● Exercise requirements:
• A. Reproduce the text of the Trondheim Fjord passage between "Body of water" and "Indre Fosen Municipality.", inclusive.
• B. Answer these from the Trondheim Fjord passage:
(i) What is the fjord's maximum depth?
(ii) Which bridge crosses the narrow Skarnsundet?
(iii) How many species of fish have been observed in the fjord?

● Excerpted passage:
"""

Body of water in Norway

The Trondheim Fjord or Trondheimsfjorden (/no/), an inlet of the Norwegian Sea, is Norway's third-longest fjord at 130 km long. It is located in the west-central part of the country in Trøndelag county, and it stretches from Ørland Municipality in the west to Steinkjer Municipality in the north, passing the city of Trondheim on its way. Its maximum depth is 617 m, in the channel between Orkland Municipality and Indre Fosen Municipality.

The largest islands in the fjord are Ytterøya and Tautra; the small island of Munkholmen is located near the harbor of Trondheim; and there are several islands at the entrance of the fjord. The narrow Skarnsundet is crossed by the Skarnsund Bridge. The part of the fjord to the north of the strait is referred to as the Beitstadfjorden. The main part of the Trondheimsfjord is ice-free all year; only Verrasundet, a long and narrow fjord branch in the northern part of the fjord, might be ice covered in winter. The Beitstadfjorden might also freeze over in winter, but only for a few weeks.

The towns of Stjørdalshalsen, Levanger, and Steinkjer are found on the eastern and northeastern shores of the fjord. Aker Verdal in Verdal Municipality produces large offshore installations for the petroleum sector. A yard in Indre Fosen Municipality completed the luxurious apartment ship MS The World. Fiborgtangen is a peninsula along the eastern shore of the fjord where a large paper mill owned by Norske Skog is located.

The Trondheimsfjord has rich marine life, with both southern and northern species; at least 90 species of fish have been observed, and the fjord has the largest biological production among Norway's fjords. In recent years, deep water corals (Lophelia pertusa) were discovered in the fjord, not far from the city of Trondheim. Several of the best salmon rivers in Norway empty into the fjord. Among these are the rivers Gaula (on the border of Melhus Municipality and Trondheim Municipality), Orklaelva (in Orkland Municipality), Stjørdalselva (in Stjørdal Municipality), and Verdalselva (in Verdal Municipality).

"""

● Stored data:
"""

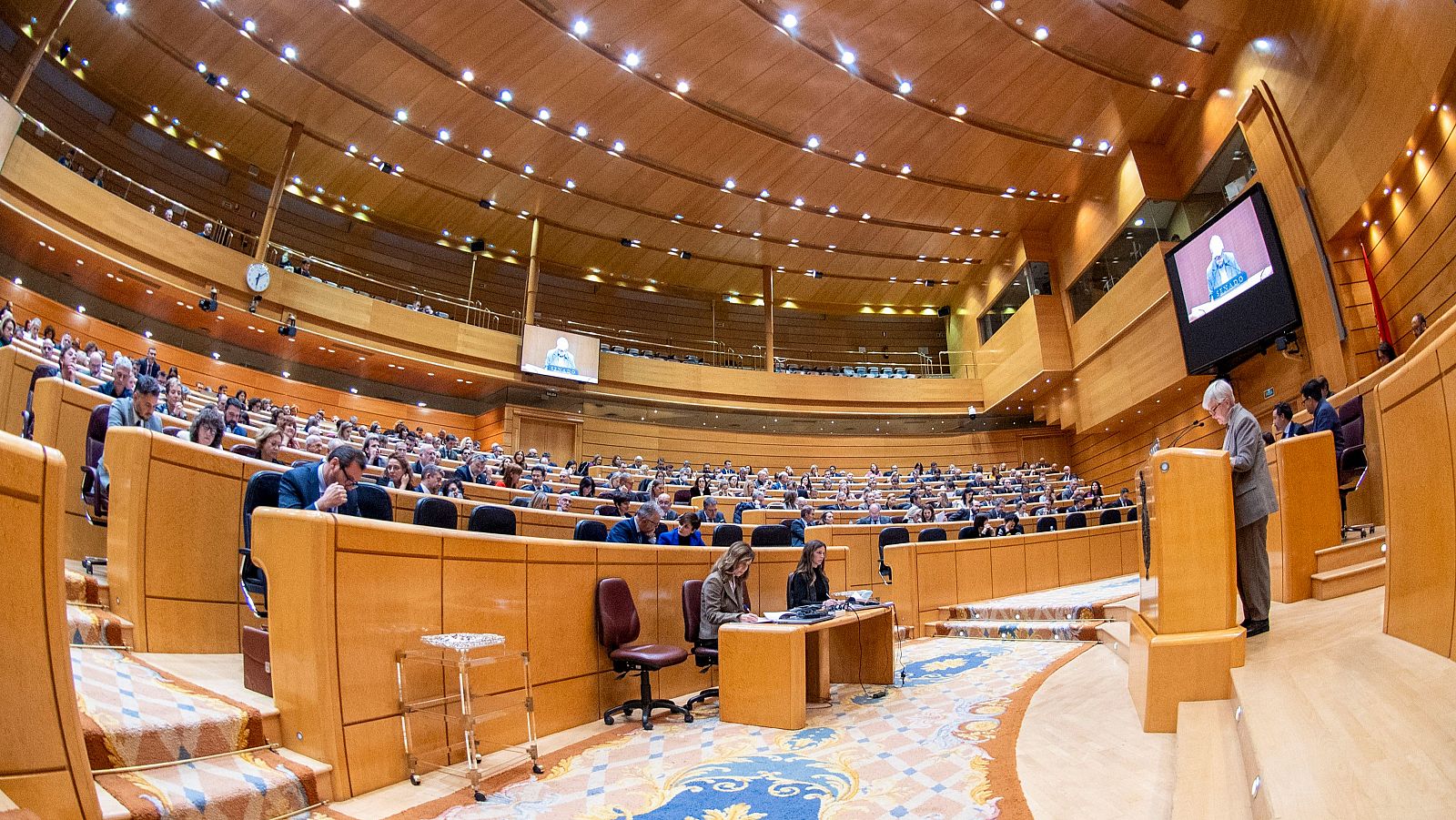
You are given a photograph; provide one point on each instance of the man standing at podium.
(1252, 501)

"""

● Solved problems:
• A.
Body of water in Norway

The Trondheim Fjord or Trondheimsfjorden (/no/), an inlet of the Norwegian Sea, is Norway's third-longest fjord at 130 km long. It is located in the west-central part of the country in Trøndelag county, and it stretches from Ørland Municipality in the west to Steinkjer Municipality in the north, passing the city of Trondheim on its way. Its maximum depth is 617 m, in the channel between Orkland Municipality and Indre Fosen Municipality.

• B.
(i) 617 m
(ii) The Skarnsund Bridge
(iii) At least 90